**Directions for this task**:
Return exactly, and only, the lines from the line containing "Mark the region of each instance of the aerial" through the final line of the records below, both included.

Segmentation mask data
BEGIN

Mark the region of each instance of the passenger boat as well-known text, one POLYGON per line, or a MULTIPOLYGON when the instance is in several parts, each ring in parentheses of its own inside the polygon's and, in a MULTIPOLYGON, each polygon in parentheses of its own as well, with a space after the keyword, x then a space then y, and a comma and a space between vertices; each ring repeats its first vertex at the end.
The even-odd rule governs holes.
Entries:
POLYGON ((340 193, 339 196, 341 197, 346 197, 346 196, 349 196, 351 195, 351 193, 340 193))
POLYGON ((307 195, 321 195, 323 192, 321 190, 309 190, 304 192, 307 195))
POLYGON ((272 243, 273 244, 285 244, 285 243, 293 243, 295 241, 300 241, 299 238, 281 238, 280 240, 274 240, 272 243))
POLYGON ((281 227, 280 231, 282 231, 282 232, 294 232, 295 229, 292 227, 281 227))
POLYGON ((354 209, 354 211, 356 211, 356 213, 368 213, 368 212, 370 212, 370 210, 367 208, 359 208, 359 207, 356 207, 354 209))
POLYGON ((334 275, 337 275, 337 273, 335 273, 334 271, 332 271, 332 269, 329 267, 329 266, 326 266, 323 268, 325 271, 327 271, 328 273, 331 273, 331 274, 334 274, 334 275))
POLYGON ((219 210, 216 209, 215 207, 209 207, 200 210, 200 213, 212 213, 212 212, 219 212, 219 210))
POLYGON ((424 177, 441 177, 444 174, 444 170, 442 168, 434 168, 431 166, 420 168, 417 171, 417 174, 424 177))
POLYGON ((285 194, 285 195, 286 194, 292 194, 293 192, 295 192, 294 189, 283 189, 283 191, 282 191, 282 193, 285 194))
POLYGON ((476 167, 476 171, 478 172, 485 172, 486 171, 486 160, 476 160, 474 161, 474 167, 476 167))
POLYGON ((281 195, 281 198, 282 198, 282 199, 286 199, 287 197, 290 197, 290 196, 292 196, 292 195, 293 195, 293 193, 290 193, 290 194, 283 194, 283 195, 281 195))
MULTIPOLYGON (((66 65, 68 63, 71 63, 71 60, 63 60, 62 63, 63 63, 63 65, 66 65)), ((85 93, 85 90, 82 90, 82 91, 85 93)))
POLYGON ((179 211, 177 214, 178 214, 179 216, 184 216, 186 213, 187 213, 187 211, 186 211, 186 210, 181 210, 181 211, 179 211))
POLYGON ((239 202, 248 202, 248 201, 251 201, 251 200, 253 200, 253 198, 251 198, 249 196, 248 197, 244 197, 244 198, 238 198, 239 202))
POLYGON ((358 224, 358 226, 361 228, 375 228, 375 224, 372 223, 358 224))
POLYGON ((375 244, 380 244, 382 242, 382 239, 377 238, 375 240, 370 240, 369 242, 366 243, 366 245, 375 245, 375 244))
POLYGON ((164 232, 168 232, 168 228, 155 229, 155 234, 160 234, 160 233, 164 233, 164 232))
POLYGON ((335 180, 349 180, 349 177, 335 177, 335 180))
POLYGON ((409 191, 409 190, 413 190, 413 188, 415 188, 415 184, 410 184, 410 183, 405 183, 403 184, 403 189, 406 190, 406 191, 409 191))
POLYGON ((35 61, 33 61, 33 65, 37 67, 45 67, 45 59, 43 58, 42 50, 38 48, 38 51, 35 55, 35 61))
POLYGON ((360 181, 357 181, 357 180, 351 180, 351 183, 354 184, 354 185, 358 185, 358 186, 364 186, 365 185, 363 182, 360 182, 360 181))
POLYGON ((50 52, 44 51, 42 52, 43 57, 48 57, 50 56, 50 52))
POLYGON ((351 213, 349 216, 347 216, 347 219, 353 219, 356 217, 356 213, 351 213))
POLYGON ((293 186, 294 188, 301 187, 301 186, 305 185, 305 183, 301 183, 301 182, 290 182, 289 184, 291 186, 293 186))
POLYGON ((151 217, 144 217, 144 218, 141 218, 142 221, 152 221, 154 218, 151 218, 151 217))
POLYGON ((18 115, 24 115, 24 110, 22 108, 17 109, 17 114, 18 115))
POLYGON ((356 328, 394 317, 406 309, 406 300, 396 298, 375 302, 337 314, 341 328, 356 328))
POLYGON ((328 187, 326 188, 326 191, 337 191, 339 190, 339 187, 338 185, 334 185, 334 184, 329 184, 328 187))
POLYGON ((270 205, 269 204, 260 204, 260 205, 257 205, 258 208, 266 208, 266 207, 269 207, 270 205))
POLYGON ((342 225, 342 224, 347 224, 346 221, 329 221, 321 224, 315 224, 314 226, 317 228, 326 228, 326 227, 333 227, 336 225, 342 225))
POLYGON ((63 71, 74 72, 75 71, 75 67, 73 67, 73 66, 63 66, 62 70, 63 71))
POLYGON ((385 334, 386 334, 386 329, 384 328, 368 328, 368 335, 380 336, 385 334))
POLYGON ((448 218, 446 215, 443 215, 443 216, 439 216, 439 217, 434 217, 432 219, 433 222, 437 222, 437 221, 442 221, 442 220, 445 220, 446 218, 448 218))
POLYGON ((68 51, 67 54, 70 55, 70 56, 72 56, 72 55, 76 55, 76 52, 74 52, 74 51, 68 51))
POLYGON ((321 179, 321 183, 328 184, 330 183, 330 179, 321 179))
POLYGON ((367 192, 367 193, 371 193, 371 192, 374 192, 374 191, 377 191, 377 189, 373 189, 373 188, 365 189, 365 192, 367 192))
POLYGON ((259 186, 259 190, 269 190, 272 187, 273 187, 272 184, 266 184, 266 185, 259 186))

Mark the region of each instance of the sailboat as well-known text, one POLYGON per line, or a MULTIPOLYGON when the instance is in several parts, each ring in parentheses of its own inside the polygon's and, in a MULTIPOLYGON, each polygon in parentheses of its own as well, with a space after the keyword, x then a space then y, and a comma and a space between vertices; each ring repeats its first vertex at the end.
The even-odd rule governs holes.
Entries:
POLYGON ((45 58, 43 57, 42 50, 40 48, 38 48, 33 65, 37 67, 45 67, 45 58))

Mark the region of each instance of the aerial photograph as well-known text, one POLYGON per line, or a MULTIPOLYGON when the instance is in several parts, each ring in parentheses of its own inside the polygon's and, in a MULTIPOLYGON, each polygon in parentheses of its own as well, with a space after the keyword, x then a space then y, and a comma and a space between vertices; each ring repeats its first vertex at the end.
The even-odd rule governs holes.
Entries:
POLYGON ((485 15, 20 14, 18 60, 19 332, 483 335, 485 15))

END

**Result of the exercise**:
Mark the region of each instance of the aerial photograph as well-known text, one POLYGON per line, or a MULTIPOLYGON when the instance is in several parts, each ring in parentheses of its own inside the polygon's and, in a MULTIPOLYGON, each polygon in parentheses of its own as well, with a space after the keyword, x then a space then y, and a comma and a space between vertices; each ring repeats its first vertex at the end.
The even-odd rule governs holes.
Entries:
POLYGON ((485 15, 20 14, 18 60, 19 332, 483 335, 485 15))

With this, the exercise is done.